**Aim of the exercise:** Every entry below should be written out again exactly.
───── Exercise material
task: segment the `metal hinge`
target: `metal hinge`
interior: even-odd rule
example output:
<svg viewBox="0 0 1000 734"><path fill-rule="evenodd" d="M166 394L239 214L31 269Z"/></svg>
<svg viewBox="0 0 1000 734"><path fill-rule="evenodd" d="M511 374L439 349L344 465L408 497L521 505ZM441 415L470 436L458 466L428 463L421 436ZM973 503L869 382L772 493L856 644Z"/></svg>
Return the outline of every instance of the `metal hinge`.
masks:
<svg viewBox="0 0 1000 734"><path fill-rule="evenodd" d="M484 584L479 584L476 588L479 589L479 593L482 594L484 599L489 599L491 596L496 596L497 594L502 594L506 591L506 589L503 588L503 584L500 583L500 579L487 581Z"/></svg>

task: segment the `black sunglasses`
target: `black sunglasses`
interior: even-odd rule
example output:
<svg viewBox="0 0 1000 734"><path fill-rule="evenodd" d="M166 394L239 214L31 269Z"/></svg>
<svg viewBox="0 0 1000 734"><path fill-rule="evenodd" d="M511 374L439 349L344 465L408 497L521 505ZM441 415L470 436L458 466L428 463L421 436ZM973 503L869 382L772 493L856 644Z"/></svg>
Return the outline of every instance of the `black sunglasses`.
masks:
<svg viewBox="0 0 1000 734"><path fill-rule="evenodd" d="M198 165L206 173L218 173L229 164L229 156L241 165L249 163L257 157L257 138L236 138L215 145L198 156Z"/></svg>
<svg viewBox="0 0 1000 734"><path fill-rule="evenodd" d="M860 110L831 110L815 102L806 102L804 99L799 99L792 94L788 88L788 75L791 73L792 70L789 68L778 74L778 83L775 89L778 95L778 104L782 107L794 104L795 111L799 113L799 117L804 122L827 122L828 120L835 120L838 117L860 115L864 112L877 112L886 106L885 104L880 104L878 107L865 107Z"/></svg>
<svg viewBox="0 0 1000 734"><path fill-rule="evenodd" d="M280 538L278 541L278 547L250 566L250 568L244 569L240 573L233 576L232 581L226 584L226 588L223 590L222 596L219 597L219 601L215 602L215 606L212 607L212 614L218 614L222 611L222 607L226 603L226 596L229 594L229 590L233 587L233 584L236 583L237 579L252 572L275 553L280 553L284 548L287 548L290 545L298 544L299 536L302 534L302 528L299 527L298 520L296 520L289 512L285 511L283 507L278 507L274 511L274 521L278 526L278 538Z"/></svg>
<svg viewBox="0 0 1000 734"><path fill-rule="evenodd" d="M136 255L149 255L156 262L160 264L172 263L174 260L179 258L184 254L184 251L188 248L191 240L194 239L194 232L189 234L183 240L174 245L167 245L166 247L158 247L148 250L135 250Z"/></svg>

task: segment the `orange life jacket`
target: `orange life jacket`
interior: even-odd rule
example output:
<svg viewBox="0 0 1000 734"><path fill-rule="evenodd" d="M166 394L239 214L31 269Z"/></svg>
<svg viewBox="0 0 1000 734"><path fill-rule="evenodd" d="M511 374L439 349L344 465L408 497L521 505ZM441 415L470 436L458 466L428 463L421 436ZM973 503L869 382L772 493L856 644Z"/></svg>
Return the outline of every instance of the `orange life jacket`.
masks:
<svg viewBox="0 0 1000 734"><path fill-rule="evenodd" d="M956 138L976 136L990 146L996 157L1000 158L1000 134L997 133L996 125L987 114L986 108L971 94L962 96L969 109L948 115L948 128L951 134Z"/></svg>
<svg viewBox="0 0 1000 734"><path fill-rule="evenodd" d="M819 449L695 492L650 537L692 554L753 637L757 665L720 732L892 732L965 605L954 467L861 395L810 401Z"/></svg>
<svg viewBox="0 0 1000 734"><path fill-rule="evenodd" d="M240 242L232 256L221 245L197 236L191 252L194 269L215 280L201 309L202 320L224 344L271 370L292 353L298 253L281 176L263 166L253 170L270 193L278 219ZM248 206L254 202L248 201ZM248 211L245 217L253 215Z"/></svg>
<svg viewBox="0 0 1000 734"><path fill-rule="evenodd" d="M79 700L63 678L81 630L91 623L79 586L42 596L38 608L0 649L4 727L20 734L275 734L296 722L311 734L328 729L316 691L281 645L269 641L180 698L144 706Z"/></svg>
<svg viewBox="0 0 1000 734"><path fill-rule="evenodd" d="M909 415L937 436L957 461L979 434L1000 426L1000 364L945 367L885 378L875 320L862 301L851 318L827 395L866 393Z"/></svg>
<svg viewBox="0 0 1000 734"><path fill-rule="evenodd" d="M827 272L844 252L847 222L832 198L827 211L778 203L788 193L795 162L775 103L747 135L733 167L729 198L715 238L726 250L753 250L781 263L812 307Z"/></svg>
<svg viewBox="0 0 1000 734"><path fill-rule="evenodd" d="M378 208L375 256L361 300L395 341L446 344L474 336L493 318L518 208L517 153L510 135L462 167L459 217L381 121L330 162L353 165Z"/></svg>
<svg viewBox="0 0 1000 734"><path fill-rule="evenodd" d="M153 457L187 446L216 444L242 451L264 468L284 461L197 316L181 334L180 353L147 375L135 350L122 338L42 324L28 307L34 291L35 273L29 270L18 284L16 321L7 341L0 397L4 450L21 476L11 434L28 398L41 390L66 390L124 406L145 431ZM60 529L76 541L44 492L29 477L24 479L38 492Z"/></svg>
──────────
**Reply:**
task: segment the `metal hinge`
target: `metal hinge`
interior: even-odd rule
example output:
<svg viewBox="0 0 1000 734"><path fill-rule="evenodd" d="M166 394L239 214L31 269Z"/></svg>
<svg viewBox="0 0 1000 734"><path fill-rule="evenodd" d="M511 374L439 349L344 465L408 497L521 505ZM441 415L470 436L458 466L428 463L421 436ZM973 503L869 382L772 493L856 644Z"/></svg>
Return the outline of every instance of the `metal hinge`.
masks:
<svg viewBox="0 0 1000 734"><path fill-rule="evenodd" d="M484 584L479 584L476 588L479 589L479 593L482 594L484 599L489 599L491 596L496 596L497 594L502 594L506 591L506 589L503 588L503 584L500 583L500 579L487 581Z"/></svg>

task: segment the `black sunglasses`
target: `black sunglasses`
interior: even-odd rule
example output:
<svg viewBox="0 0 1000 734"><path fill-rule="evenodd" d="M166 394L239 214L31 269Z"/></svg>
<svg viewBox="0 0 1000 734"><path fill-rule="evenodd" d="M511 374L439 349L344 465L408 497L521 505ZM441 415L470 436L458 466L428 463L421 436ZM973 503L869 382L772 493L856 644Z"/></svg>
Return the outline of every instance of the `black sunglasses`.
masks:
<svg viewBox="0 0 1000 734"><path fill-rule="evenodd" d="M198 165L206 173L218 173L229 164L229 156L241 165L249 163L257 157L257 138L236 138L215 145L198 156Z"/></svg>
<svg viewBox="0 0 1000 734"><path fill-rule="evenodd" d="M860 110L831 110L815 102L806 102L804 99L799 99L792 94L788 88L788 75L791 73L792 70L789 68L778 74L778 83L775 89L778 95L778 104L782 107L794 104L795 111L799 113L799 117L804 122L827 122L828 120L835 120L838 117L860 115L864 112L877 112L886 106L885 104L880 104L878 107L865 107Z"/></svg>
<svg viewBox="0 0 1000 734"><path fill-rule="evenodd" d="M280 538L278 541L278 547L250 566L250 568L244 569L240 573L233 576L232 581L226 584L226 588L223 590L222 596L219 597L219 601L215 602L215 606L212 607L212 614L218 614L222 611L222 607L226 603L226 596L229 594L229 590L233 587L233 584L236 583L237 579L252 572L275 553L280 553L284 548L287 548L290 545L298 544L299 536L302 534L302 528L299 527L298 520L296 520L289 512L285 511L283 507L278 507L274 511L274 521L278 526L278 538Z"/></svg>
<svg viewBox="0 0 1000 734"><path fill-rule="evenodd" d="M136 255L149 255L156 262L160 264L172 263L174 260L179 258L184 254L184 251L188 248L191 240L194 239L194 232L189 234L183 240L174 245L167 245L166 247L158 247L148 250L135 250Z"/></svg>

task: segment the `orange life jacket`
target: `orange life jacket`
interior: even-odd rule
example output:
<svg viewBox="0 0 1000 734"><path fill-rule="evenodd" d="M166 394L239 214L31 269Z"/></svg>
<svg viewBox="0 0 1000 734"><path fill-rule="evenodd" d="M511 374L439 349L344 465L408 497L521 505ZM441 415L470 436L458 466L428 463L421 436ZM973 503L869 382L772 493L856 644Z"/></svg>
Return the outline of every instance of the `orange life jacket`.
masks:
<svg viewBox="0 0 1000 734"><path fill-rule="evenodd" d="M956 138L976 136L990 146L996 157L1000 158L1000 134L997 133L996 125L987 114L986 108L971 94L962 96L969 109L948 115L948 128L951 134Z"/></svg>
<svg viewBox="0 0 1000 734"><path fill-rule="evenodd" d="M819 449L695 492L650 537L692 554L753 637L757 665L720 732L892 732L965 605L954 467L861 395L810 401Z"/></svg>
<svg viewBox="0 0 1000 734"><path fill-rule="evenodd" d="M240 242L232 256L221 245L197 236L191 252L194 269L215 280L201 309L202 320L224 344L271 370L292 353L298 253L281 176L263 166L253 170L270 193L278 219ZM248 206L254 202L248 201ZM248 211L245 217L253 215Z"/></svg>
<svg viewBox="0 0 1000 734"><path fill-rule="evenodd" d="M79 700L63 678L81 630L91 623L79 586L42 596L38 608L0 649L4 727L20 734L275 734L296 722L311 734L328 729L316 691L281 645L269 641L180 698L144 706Z"/></svg>
<svg viewBox="0 0 1000 734"><path fill-rule="evenodd" d="M909 415L937 436L957 461L979 434L1000 426L1000 364L945 367L885 378L875 320L862 301L851 318L827 395L866 393Z"/></svg>
<svg viewBox="0 0 1000 734"><path fill-rule="evenodd" d="M827 272L844 252L847 222L832 198L827 211L778 203L788 193L795 162L775 103L747 135L733 167L729 198L715 238L726 250L753 250L781 263L812 307Z"/></svg>
<svg viewBox="0 0 1000 734"><path fill-rule="evenodd" d="M378 208L375 256L361 300L395 341L446 344L474 336L493 318L518 208L517 153L510 135L462 167L459 217L381 121L330 162L353 165Z"/></svg>
<svg viewBox="0 0 1000 734"><path fill-rule="evenodd" d="M153 457L187 446L216 444L242 451L264 468L284 461L197 316L181 334L180 353L147 375L135 350L122 338L42 324L28 307L34 291L35 273L29 270L18 284L16 321L7 341L0 397L4 450L21 476L11 434L28 398L41 390L66 390L124 406L145 431ZM60 529L76 541L44 492L29 477L24 479L38 492Z"/></svg>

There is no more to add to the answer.